** BEGIN Extract provided **
Despite rumours the vote may be postponed, the coming week promises to be busy for Sterling if the crucial Brexit vote in Parliament goes ahead.

It is an event which has the potential to start a new era for the Brexit story and Theresa May’s future in her role as Prime Minister and leader of the Conservative party.

Parliament’s meaningful vote on the government’s Brexit deal is scheduled for Tuesday 11, at 19.00 GMT. The government is currently expected to lose the vote and this could cause some short-term weakness for the Pound.

Rumours have surfaced over the weekend that the vote could be delayed whilst Theresa May attempts to draw more concessions from Brussels, but further clarification from Downing Street confirm the vote will indeed progress as planned.

For Sterling, the extent of the loss is key. If the loss is smaller than expected, May will take heart that some further concessions on the political declaration from European leaders can help the deal go through.

"We would not expect Sterling to slump if she loses by a narrow margin," says Thomas Pugh with Capital Economics.

If the government loses by 200 or more votes Theresa May could resign. She could also simply head back to Brussels and insist talks are reopened telling the European Union if they do not a 'hard Brexit' becomes inevitable.

The Labour party may also force a vote of no-confidence which could lead to a general election if the government loses, however this would require some Conservative party MPs to vote with the opposition, which is unlikely.

"A decisive defeat could have a more significant market impact though. Theresa May might have to face down a vote of no confidence in the government and a leadership challenge, which would rattle markets," says Pugh.

A second referendum is also said to be a further possible outcome, however we doubt there is a majority in the House of Commons for this.

The bottom line? No one quite knows what will happen next.  

"Political uncertainty is likely to continue to hang over the economy for at least the next few months," says Pugh.

Beyond Brexit, a major release for the Pound is GDP data, which is forecast to show a slowdown in October when it is released at 9.30 on Monday. The average over the previous 3 month period was 0.6% but this is expected to slow to 0.4% in the most recent period.

Industrial and Manufacturing production are also released at the same time and forecast to show a slowdown.
** END Extract provided **
** BEGIN Extracted information **
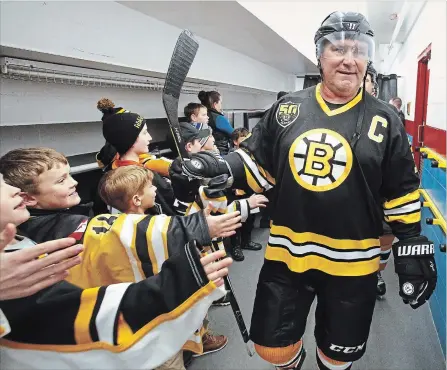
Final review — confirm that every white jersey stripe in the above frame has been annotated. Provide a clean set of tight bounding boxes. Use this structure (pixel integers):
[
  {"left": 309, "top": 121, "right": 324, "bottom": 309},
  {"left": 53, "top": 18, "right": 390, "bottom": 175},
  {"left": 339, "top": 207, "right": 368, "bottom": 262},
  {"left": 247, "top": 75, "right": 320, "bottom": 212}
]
[
  {"left": 236, "top": 149, "right": 272, "bottom": 190},
  {"left": 383, "top": 201, "right": 421, "bottom": 216},
  {"left": 151, "top": 215, "right": 168, "bottom": 272},
  {"left": 120, "top": 215, "right": 144, "bottom": 281},
  {"left": 95, "top": 283, "right": 131, "bottom": 345}
]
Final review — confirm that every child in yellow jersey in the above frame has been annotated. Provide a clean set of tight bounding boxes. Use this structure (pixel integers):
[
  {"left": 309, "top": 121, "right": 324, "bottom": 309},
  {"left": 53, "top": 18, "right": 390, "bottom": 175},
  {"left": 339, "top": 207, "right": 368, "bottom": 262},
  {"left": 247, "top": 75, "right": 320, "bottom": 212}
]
[
  {"left": 97, "top": 99, "right": 175, "bottom": 216},
  {"left": 99, "top": 166, "right": 228, "bottom": 369}
]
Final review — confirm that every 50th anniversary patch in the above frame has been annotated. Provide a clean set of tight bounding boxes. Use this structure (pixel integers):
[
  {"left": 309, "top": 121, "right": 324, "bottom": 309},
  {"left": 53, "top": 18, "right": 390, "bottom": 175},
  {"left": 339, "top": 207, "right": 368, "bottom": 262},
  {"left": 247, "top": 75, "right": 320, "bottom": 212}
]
[{"left": 276, "top": 101, "right": 300, "bottom": 127}]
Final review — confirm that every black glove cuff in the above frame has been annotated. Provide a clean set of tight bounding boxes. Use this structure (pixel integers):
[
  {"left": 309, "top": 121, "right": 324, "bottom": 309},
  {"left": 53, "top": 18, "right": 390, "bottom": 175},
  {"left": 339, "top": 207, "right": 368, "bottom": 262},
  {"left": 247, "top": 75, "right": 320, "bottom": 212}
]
** END Extracted information **
Things to do:
(a) Write down the part of the article on the Brexit vote between "If the government loses by" and "Commons for this.", inclusive.
(b) According to the article on the Brexit vote, when is Parliament's meaningful vote on the government's Brexit deal scheduled to take place?
These entries are separate material, unrelated to the article on the Brexit vote.

Solutions for each task:
(a)
If the government loses by 200 or more votes Theresa May could resign. She could also simply head back to Brussels and insist talks are reopened telling the European Union if they do not a 'hard Brexit' becomes inevitable.

The Labour party may also force a vote of no-confidence which could lead to a general election if the government loses, however this would require some Conservative party MPs to vote with the opposition, which is unlikely.

"A decisive defeat could have a more significant market impact though. Theresa May might have to face down a vote of no confidence in the government and a leadership challenge, which would rattle markets," says Pugh.

A second referendum is also said to be a further possible outcome, however we doubt there is a majority in the House of Commons for this.

(b) Tuesday 11, at 19.00 GMT.